## Excerpt provided
┌────────

Astronomy and Astrophysics – Astrophysics
Scientific paper
2004-03-30
Mon.Not.Roy.Astron.Soc. 351 (2004) 1387
Astronomy and Astrophysics
Astrophysics
9 pages, including 7 figs; accepted to MNRAS
Scientific paper
10.1111/j.1365-2966.2004.07878.x
The current sample of high-redshift Supernova Type Ia, which combines results from two teams, High-z Supernova Search Team and Supernova Cosmology Project, is analyzed for the effects of weak lensing. After correcting SNe magnitudes for cosmological distances, assuming recently published, homogeneous distance and error estimates, we find that brighter SNe are preferentially found behind regions (5-15 arcmin radius) which are overdense in foreground, z~0.1 galaxies. This is consistent with the interpretation that SNe fluxes are magnified by foreground galaxy excess, and demagnified by foreground galaxy deficit, compared to a smooth Universe case. The difference between most magnified and most demagnified SNe is about 0.3-0.4 mag. The effect is significant at >99% level. Simple modeling reveals that the slope of the relation between SN magnitude and foreground galaxy density depends on the amount and distribution of matter along the line of sight to the sources, but does not depend on the specifics of the galaxy biasing scheme.

└────────

Excerpts of point annotation data:
┌────────

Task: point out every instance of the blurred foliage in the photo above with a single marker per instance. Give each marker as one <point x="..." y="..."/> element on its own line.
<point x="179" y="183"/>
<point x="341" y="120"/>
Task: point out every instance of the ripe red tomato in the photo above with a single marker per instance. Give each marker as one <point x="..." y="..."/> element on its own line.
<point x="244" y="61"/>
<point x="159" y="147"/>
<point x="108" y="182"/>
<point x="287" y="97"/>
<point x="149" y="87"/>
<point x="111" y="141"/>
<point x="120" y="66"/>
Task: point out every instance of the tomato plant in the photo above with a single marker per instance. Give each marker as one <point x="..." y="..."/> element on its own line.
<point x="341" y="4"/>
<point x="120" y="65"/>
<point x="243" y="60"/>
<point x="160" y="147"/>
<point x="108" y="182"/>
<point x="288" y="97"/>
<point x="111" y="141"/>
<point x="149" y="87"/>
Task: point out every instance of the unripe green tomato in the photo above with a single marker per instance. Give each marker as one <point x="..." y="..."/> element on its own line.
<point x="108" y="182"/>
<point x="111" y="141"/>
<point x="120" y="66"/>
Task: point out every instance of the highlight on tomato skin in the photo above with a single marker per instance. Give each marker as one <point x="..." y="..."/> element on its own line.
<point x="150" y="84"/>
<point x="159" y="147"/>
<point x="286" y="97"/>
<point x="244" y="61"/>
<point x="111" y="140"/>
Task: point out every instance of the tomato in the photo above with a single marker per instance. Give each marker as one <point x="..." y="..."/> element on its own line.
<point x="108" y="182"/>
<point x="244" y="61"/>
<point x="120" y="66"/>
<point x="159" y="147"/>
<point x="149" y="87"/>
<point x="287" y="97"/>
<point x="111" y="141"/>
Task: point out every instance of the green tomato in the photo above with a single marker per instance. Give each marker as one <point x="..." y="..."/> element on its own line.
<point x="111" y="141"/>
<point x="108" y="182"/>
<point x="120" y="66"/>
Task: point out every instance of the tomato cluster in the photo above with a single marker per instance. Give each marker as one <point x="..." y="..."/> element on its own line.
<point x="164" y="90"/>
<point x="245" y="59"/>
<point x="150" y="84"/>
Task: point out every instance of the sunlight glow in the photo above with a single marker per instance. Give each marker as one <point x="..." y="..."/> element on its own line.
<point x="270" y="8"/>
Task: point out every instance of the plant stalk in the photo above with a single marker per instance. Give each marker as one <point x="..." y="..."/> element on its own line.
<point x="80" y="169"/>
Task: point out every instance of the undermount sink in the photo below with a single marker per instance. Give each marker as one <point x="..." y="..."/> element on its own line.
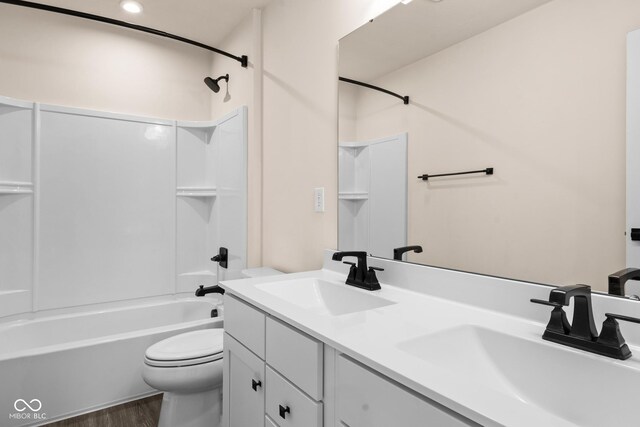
<point x="584" y="389"/>
<point x="322" y="297"/>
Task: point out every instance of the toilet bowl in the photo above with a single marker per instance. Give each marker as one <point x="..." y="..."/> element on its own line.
<point x="188" y="369"/>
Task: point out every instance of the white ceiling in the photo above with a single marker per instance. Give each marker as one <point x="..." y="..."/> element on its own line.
<point x="407" y="33"/>
<point x="206" y="21"/>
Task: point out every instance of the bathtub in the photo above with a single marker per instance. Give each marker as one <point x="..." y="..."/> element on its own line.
<point x="62" y="365"/>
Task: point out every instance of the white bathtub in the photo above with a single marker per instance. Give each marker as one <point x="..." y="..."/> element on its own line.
<point x="80" y="362"/>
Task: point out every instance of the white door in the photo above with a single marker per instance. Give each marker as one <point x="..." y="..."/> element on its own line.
<point x="633" y="146"/>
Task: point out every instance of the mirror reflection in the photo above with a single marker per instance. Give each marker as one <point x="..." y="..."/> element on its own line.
<point x="534" y="89"/>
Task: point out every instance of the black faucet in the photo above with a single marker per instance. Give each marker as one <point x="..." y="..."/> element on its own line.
<point x="215" y="289"/>
<point x="359" y="275"/>
<point x="397" y="252"/>
<point x="582" y="333"/>
<point x="222" y="258"/>
<point x="618" y="279"/>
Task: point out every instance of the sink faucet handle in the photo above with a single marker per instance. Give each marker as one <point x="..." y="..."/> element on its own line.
<point x="611" y="336"/>
<point x="622" y="317"/>
<point x="545" y="302"/>
<point x="558" y="321"/>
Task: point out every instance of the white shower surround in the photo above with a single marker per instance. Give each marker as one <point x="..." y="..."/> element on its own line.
<point x="98" y="207"/>
<point x="89" y="359"/>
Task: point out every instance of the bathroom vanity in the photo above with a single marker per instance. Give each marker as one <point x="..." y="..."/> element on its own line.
<point x="432" y="347"/>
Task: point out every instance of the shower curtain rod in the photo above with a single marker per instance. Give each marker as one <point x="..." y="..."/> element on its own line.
<point x="405" y="99"/>
<point x="243" y="60"/>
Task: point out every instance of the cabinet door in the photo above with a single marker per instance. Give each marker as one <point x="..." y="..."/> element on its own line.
<point x="244" y="385"/>
<point x="366" y="399"/>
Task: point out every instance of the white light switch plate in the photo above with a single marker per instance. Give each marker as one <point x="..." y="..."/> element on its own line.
<point x="318" y="199"/>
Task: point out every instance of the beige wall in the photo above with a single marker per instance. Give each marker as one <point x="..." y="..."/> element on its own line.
<point x="244" y="89"/>
<point x="69" y="61"/>
<point x="300" y="124"/>
<point x="542" y="99"/>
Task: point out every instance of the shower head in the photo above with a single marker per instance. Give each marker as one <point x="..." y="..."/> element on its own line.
<point x="213" y="83"/>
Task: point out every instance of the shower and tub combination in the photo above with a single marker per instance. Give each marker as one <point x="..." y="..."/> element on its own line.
<point x="89" y="359"/>
<point x="109" y="222"/>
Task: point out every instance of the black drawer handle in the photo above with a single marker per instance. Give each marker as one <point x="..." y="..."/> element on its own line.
<point x="284" y="410"/>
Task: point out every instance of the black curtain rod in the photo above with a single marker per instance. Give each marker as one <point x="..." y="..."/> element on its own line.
<point x="425" y="177"/>
<point x="243" y="60"/>
<point x="405" y="99"/>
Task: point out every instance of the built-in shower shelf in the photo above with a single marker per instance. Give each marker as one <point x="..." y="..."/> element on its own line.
<point x="16" y="188"/>
<point x="196" y="192"/>
<point x="204" y="129"/>
<point x="353" y="195"/>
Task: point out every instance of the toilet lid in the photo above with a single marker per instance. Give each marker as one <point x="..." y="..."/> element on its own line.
<point x="197" y="346"/>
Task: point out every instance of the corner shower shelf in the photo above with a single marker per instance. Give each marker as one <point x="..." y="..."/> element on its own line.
<point x="353" y="195"/>
<point x="196" y="192"/>
<point x="16" y="188"/>
<point x="206" y="127"/>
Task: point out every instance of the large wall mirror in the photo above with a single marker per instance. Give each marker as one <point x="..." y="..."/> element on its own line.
<point x="536" y="90"/>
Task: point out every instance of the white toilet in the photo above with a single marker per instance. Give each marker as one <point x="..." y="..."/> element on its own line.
<point x="188" y="369"/>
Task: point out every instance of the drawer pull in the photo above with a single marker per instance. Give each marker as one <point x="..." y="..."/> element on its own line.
<point x="284" y="410"/>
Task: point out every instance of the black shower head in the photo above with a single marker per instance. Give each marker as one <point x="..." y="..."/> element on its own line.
<point x="213" y="83"/>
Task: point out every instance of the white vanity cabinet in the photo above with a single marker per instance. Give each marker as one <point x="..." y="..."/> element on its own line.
<point x="278" y="376"/>
<point x="273" y="372"/>
<point x="366" y="399"/>
<point x="244" y="395"/>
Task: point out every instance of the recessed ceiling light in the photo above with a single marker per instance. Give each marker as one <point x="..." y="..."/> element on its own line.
<point x="131" y="6"/>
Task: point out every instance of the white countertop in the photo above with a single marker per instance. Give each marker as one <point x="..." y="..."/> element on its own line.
<point x="373" y="338"/>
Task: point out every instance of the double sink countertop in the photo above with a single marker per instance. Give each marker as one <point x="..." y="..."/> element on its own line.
<point x="487" y="364"/>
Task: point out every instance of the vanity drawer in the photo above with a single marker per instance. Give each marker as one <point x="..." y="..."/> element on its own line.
<point x="245" y="323"/>
<point x="366" y="399"/>
<point x="281" y="394"/>
<point x="295" y="355"/>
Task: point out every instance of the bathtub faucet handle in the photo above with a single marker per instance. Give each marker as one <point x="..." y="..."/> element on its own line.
<point x="215" y="289"/>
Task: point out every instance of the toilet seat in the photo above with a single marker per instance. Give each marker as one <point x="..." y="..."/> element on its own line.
<point x="188" y="349"/>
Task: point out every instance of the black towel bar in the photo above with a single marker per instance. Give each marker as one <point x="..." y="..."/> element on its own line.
<point x="425" y="177"/>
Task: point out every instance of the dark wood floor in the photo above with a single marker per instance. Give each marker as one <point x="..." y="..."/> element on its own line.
<point x="139" y="413"/>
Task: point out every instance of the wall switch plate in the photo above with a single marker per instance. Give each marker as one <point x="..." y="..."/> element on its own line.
<point x="318" y="199"/>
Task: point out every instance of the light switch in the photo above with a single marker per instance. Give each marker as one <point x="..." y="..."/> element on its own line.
<point x="318" y="199"/>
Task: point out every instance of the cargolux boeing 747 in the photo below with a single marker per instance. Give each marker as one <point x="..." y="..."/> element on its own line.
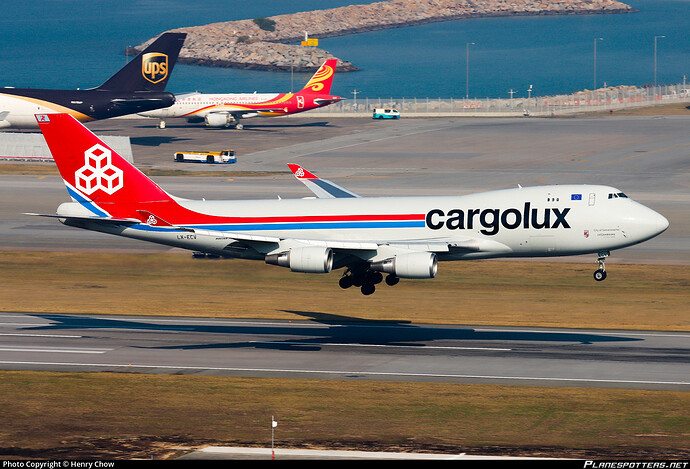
<point x="403" y="237"/>
<point x="225" y="110"/>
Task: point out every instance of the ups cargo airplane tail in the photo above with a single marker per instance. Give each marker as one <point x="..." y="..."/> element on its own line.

└────────

## Requirement
Repeat the supernova lensing abstract above word for word, header lines included.

## The output
Astronomy and Astrophysics – Astrophysics
Scientific paper
2004-03-30
Mon.Not.Roy.Astron.Soc. 351 (2004) 1387
Astronomy and Astrophysics
Astrophysics
9 pages, including 7 figs; accepted to MNRAS
Scientific paper
10.1111/j.1365-2966.2004.07878.x
The current sample of high-redshift Supernova Type Ia, which combines results from two teams, High-z Supernova Search Team and Supernova Cosmology Project, is analyzed for the effects of weak lensing. After correcting SNe magnitudes for cosmological distances, assuming recently published, homogeneous distance and error estimates, we find that brighter SNe are preferentially found behind regions (5-15 arcmin radius) which are overdense in foreground, z~0.1 galaxies. This is consistent with the interpretation that SNe fluxes are magnified by foreground galaxy excess, and demagnified by foreground galaxy deficit, compared to a smooth Universe case. The difference between most magnified and most demagnified SNe is about 0.3-0.4 mag. The effect is significant at >99% level. Simple modeling reveals that the slope of the relation between SN magnitude and foreground galaxy density depends on the amount and distribution of matter along the line of sight to the sources, but does not depend on the specifics of the galaxy biasing scheme.